DIRECTIONS:
All pictures are to be dropped, and the remaining data set down exactly.
________________
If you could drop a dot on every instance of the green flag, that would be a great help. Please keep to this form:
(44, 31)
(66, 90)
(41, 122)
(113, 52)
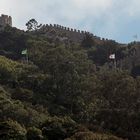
________________
EXPECTED ANSWER:
If you could drop a dot on every instance of the green flag, that would be a great help. Please keep to this form:
(44, 31)
(66, 90)
(41, 122)
(113, 52)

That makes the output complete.